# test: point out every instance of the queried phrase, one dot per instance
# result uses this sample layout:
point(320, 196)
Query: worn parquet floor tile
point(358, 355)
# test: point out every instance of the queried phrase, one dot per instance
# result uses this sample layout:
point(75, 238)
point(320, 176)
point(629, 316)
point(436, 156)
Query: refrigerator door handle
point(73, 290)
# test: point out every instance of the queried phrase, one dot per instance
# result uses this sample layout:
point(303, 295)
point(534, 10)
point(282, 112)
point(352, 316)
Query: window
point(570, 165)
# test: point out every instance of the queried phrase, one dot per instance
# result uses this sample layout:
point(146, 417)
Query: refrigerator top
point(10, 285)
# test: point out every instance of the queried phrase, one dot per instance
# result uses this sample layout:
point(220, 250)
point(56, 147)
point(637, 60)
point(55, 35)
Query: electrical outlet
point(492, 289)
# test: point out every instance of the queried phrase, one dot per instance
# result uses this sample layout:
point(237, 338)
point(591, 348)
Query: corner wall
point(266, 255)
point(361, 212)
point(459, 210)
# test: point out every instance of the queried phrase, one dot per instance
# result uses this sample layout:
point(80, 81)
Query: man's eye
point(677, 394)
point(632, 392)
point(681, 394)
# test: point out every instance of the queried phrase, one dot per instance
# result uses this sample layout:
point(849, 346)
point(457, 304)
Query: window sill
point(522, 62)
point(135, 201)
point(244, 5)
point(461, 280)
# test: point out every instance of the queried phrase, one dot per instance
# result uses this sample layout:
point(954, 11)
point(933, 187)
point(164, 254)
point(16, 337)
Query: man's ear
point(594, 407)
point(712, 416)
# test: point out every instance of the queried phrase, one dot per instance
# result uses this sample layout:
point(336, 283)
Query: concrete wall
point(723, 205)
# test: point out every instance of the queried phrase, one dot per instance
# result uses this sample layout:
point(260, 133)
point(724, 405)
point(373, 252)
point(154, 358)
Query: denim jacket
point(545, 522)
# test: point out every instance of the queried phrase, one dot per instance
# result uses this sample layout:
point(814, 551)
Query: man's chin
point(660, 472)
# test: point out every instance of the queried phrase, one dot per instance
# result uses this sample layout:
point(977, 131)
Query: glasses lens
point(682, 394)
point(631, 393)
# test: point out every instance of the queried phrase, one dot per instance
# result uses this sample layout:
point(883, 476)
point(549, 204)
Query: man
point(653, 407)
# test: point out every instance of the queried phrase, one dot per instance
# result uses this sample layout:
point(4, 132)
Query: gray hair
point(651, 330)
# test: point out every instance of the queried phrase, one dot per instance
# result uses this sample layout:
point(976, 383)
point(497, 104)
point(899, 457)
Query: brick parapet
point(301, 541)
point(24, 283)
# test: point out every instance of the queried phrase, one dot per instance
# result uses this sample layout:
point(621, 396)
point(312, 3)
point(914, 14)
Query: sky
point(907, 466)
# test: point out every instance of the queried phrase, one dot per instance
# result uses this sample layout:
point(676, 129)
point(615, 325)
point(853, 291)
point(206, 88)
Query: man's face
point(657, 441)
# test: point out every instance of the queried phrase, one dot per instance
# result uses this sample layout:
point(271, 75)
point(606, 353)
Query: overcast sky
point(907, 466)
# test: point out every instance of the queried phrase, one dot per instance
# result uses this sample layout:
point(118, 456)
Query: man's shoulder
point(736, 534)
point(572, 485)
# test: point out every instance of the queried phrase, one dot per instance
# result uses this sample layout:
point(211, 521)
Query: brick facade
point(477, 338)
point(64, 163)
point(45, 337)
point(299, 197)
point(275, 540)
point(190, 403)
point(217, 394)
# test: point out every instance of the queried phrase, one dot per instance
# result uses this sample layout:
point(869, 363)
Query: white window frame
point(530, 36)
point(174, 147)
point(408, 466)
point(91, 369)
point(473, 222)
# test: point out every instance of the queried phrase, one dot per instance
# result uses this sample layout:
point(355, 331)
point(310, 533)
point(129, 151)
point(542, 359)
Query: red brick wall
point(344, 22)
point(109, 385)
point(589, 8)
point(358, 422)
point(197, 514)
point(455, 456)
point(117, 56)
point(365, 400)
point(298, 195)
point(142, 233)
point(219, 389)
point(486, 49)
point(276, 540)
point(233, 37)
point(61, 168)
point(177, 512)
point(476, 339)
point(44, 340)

----

Repeat all the records above, swapping every "sample layout" for "example format" and leaving everything else the same.

# test: point out every instance of the queried phrase, one dot per instance
# result uses this example format:
point(320, 196)
Query: worn parquet floor tile
point(358, 355)
# test: point out every instance of the queried phrase, one dot per instance
# result uses this example format:
point(75, 238)
point(320, 176)
point(629, 316)
point(436, 156)
Query: refrigerator door handle
point(73, 290)
# test: point out every instance of the queried phrase, one dot per instance
# result uses this example format:
point(303, 295)
point(534, 10)
point(282, 112)
point(352, 316)
Query: window
point(570, 165)
# test: point out every instance of the queried phrase, one dot per instance
# result uses this example format:
point(146, 417)
Query: refrigerator top
point(10, 285)
# test: point out every instance of the queried phrase, one dot per instance
# result uses this example format:
point(220, 250)
point(56, 147)
point(637, 60)
point(55, 35)
Query: electrical outlet
point(492, 289)
# test: point out every instance of the queried phrase, one dot per instance
# result uses this example format:
point(237, 338)
point(591, 348)
Query: corner wall
point(266, 255)
point(361, 212)
point(459, 210)
# test: point out every instance of the queried phrase, one dot per instance
# result uses this example format:
point(80, 81)
Query: man's eye
point(677, 394)
point(632, 392)
point(681, 394)
# test: point out every instance of the queried phrase, one dot per instance
# result uses this example format:
point(849, 346)
point(457, 304)
Query: window sill
point(522, 62)
point(135, 201)
point(244, 5)
point(461, 280)
# test: point out every instance of the queried phrase, one dot per instance
# result uses this example format:
point(954, 11)
point(933, 187)
point(164, 254)
point(16, 337)
Query: man's ear
point(594, 407)
point(712, 416)
# test: point out every instance of the queried phrase, one dot per instance
# result uses this example format:
point(336, 283)
Query: concrete wall
point(723, 205)
# test: point out every instance of the queried phrase, one dot per instance
# result uses this example format:
point(260, 133)
point(724, 405)
point(373, 252)
point(154, 358)
Query: denim jacket
point(545, 522)
# test: point out every instance of the queried phrase, one dot per instance
# result uses this example format:
point(814, 551)
Query: man's chin
point(660, 472)
# test: point out every instance of the queried phrase, one dot per instance
# result uses this example format:
point(977, 131)
Query: glasses lens
point(682, 394)
point(631, 393)
# test: point out every instance of the queried phrase, one dot per instance
# result uses this example format:
point(883, 476)
point(549, 204)
Query: man
point(653, 407)
# test: point out every instance of the queried phrase, one dot per instance
# result uses this example format:
point(4, 132)
Query: gray hair
point(651, 330)
# test: point out every instance of the queried phrase, one dot per instance
# result uses this example format:
point(976, 383)
point(497, 104)
point(899, 457)
Query: brick parapet
point(301, 541)
point(24, 283)
# test: point out every instance of the queried phrase, one dot per instance
# result uses this example format:
point(621, 396)
point(312, 3)
point(914, 14)
Query: sky
point(907, 466)
# test: point out every instance of the queried phrase, one dot per instance
# result uses this example format:
point(676, 129)
point(615, 325)
point(853, 291)
point(206, 88)
Query: man's face
point(657, 441)
# test: point out every instance of the queried phrase, one dot per instance
# result uses this example format:
point(271, 75)
point(606, 353)
Query: overcast sky
point(907, 466)
# test: point out every instance of the queried phrase, one dot per instance
# result uses this example format:
point(118, 456)
Query: man's shoulder
point(736, 534)
point(572, 485)
# test: point out every instance of the queried phrase, one dot per instance
# result uses this example format:
point(211, 521)
Query: brick facade
point(477, 338)
point(64, 163)
point(45, 337)
point(299, 197)
point(275, 540)
point(190, 403)
point(217, 394)
# test: point out every instance of the queried phrase, one dot per instance
# result uses this example format:
point(869, 363)
Query: white window frame
point(530, 36)
point(174, 147)
point(408, 466)
point(91, 369)
point(473, 222)
# test: point out every instance of the queried phrase, one dot per instance
# result uses this example format:
point(355, 331)
point(310, 533)
point(129, 151)
point(542, 359)
Query: red brick wall
point(344, 22)
point(109, 385)
point(589, 8)
point(358, 422)
point(197, 514)
point(455, 456)
point(117, 56)
point(365, 400)
point(298, 195)
point(142, 233)
point(219, 389)
point(486, 49)
point(276, 540)
point(233, 37)
point(61, 168)
point(177, 512)
point(476, 339)
point(44, 340)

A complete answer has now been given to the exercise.